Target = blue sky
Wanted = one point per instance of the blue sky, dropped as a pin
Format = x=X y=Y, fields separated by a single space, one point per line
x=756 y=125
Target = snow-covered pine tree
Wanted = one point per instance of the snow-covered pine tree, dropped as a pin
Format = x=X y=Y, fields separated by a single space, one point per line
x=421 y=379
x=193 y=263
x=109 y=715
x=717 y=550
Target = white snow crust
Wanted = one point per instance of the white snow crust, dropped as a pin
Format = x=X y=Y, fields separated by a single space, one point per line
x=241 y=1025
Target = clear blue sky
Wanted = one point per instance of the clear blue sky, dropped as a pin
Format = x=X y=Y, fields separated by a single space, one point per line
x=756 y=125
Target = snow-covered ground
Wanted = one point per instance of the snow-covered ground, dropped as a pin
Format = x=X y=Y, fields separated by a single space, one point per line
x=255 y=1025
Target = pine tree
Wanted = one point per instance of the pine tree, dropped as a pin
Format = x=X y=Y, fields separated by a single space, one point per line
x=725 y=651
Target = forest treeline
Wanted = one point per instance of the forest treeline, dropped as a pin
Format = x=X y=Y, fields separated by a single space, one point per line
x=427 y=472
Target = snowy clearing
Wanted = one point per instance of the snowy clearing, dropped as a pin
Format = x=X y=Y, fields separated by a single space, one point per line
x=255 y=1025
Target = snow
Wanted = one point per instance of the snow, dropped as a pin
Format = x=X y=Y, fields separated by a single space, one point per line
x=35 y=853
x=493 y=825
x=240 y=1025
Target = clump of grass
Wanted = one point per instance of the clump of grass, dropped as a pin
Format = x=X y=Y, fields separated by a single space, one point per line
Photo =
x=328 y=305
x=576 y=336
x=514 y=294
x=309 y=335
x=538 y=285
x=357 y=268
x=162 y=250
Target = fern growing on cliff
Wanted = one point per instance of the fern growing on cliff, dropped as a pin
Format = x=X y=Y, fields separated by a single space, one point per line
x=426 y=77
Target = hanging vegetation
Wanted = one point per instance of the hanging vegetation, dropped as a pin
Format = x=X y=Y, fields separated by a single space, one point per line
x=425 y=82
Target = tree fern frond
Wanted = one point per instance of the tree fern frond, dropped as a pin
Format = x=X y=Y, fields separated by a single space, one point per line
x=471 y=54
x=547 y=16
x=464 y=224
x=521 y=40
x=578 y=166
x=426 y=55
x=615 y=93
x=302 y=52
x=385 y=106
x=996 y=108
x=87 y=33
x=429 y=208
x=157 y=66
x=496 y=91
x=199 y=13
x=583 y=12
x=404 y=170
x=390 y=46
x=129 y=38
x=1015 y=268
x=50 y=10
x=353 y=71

Goal of the exercise:
Can you reproduce all of the records above line for line, without changing a single character?

Response:
Target = blue sky
Wanted = one point per instance of the blue sky, dropped as a pin
Format = x=X y=Y, fields separated by a single space, one point per line
x=756 y=125
Target = snow-covered pine tree
Wanted = one point per instance of the snow-covered pine tree, dropped as a pin
Format = x=X y=Y, fields separated by a single space, one point per line
x=421 y=379
x=193 y=263
x=109 y=715
x=717 y=550
Target = white snow crust
Wanted = one point per instance of the white snow crust, dropped as a pin
Format = x=X y=Y, fields separated by a single space, one point per line
x=241 y=1025
Target = clear blue sky
Wanted = one point per instance of the clear blue sky, dropped as a pin
Format = x=X y=Y, fields separated by a single space, one point per line
x=756 y=125
Target = snow-covered ground
Wanted = one point per instance of the snow-covered ground, dropped as a pin
Format = x=X y=Y, fields separated by a single space, one point per line
x=255 y=1025
Target = pine tree
Wanted = one point per instance of the pine tree, dropped as a pin
Format = x=X y=Y, fields separated by a single space, one point per line
x=725 y=651
Target = forest treeline
Wanted = one point per instance of the forest treeline, dropped as a pin
Format = x=X y=Y, fields separated by a single space, one point per line
x=427 y=472
Target = snowy clearing
Wanted = one point per instance of the snowy clearing, dropped as a pin
Format = x=X y=Y, fields separated by a single space, one point per line
x=255 y=1025
Target = snow
Wanted = one point per instance of the snow, dropped as a pin
Format = x=X y=Y, fields separated by a single space, one point per line
x=35 y=853
x=493 y=825
x=240 y=1025
Target = clump of grass
Wanted = one point per instance of the clump of grass, dropped as a pin
Format = x=X y=Y, fields separated by a single space, one point per line
Photo =
x=328 y=305
x=576 y=336
x=514 y=294
x=309 y=335
x=538 y=285
x=357 y=268
x=162 y=250
Target = fern growing on cliff
Wanted = one point per instance of the fern growing on cliff, dropped as a pin
Format = x=X y=Y, fields separated by a single space, one point per line
x=426 y=77
Target = hanging vegetation
Wanted = one point per instance of the hanging vegetation, dropped as a pin
Format = x=X y=Y, fields separated by a single space, one point per line
x=425 y=82
Target = tree fern frond
Wanted = one point per instance of the tree fern frond, dropped as a pin
Format = x=X y=Y, fields separated by a single space, one point per line
x=471 y=54
x=547 y=16
x=464 y=224
x=521 y=40
x=578 y=166
x=426 y=55
x=615 y=93
x=302 y=52
x=385 y=106
x=996 y=108
x=87 y=33
x=429 y=208
x=157 y=66
x=496 y=91
x=199 y=13
x=583 y=12
x=404 y=170
x=390 y=46
x=129 y=38
x=1015 y=268
x=50 y=10
x=353 y=71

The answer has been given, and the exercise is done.